Top of Exercise text
Factor	Baseline	Dynamic	Composite
Correctness	0	1	3
Reasoning Depth	2	3	3
Self-Monitoring	1	2	2
Composite	0.476	0.809	0.809

This is a case where more caution makes you wrong. The baseline's "correlation is not causation" heuristic is correct in the real world but incorrect in a closed causal system. The scaffold let the model calibrate: applying the right level of skepticism for the specific problem, not a blanket heuristic.

Where It Hurt

Spatial Navigation with Composite: -20.0pp regression. On 5 spatial navigation tasks, Composite dropped from 0.438 (baseline) to 0.238. The root cause: one task (EXT-SP-01) produced a near-empty response under the composite condition due to a parallel execution contention issue during the initial benchmark run. After re-running sequentially, the response improved, but the damage to the 5-task average was severe. On a sample this small (5 tasks), one failure dominates the mean.
Bottom of Exercise text
Top of Dataset records
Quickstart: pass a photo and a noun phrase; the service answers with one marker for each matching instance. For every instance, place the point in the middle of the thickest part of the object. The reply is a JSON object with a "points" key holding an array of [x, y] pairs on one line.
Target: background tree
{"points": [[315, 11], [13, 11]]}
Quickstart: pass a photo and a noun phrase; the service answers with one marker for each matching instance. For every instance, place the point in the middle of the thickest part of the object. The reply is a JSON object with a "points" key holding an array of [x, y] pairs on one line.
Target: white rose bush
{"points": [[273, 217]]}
Bottom of Dataset records
Top of Dataset records
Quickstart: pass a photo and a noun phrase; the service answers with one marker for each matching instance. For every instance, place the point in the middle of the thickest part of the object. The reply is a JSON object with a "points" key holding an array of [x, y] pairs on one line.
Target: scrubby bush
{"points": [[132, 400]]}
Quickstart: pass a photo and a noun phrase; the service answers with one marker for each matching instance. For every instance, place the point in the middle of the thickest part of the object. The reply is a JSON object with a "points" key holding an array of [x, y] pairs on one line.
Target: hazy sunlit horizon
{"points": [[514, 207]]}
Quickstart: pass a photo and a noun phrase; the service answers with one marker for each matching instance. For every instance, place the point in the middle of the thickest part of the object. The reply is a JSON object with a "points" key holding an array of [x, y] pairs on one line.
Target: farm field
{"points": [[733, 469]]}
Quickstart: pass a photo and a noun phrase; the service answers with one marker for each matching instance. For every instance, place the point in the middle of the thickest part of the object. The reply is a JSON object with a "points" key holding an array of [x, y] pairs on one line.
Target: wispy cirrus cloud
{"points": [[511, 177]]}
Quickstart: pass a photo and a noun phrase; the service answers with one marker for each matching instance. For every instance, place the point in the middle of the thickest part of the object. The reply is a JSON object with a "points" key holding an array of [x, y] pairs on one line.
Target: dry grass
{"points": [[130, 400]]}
Bottom of Dataset records
Work request 1
Reproduce verbatim the stretch of the benchmark write-up from "This is a case" through "dominates the mean.".
Work request 2
According to the benchmark write-up, why did one task produce such a large drop in the Composite score on spatial navigation? Answer in one to three sentences.

Worked solution 1
This is a case where more caution makes you wrong. The baseline's "correlation is not causation" heuristic is correct in the real world but incorrect in a closed causal system. The scaffold let the model calibrate: applying the right level of skepticism for the specific problem, not a blanket heuristic.

Where It Hurt

Spatial Navigation with Composite: -20.0pp regression. On 5 spatial navigation tasks, Composite dropped from 0.438 (baseline) to 0.238. The root cause: one task (EXT-SP-01) produced a near-empty response under the composite condition due to a parallel execution contention issue during the initial benchmark run. After re-running sequentially, the response improved, but the damage to the 5-task average was severe. On a sample this small (5 tasks), one failure dominates the mean.

Worked solution 2
Under the composite condition, task EXT-SP-01 produced a near-empty response because of a parallel execution contention issue during the initial benchmark run. Because the average covered only five tasks, that single failure dominated the mean and severely lowered the score, even though the response improved after a sequential re-run.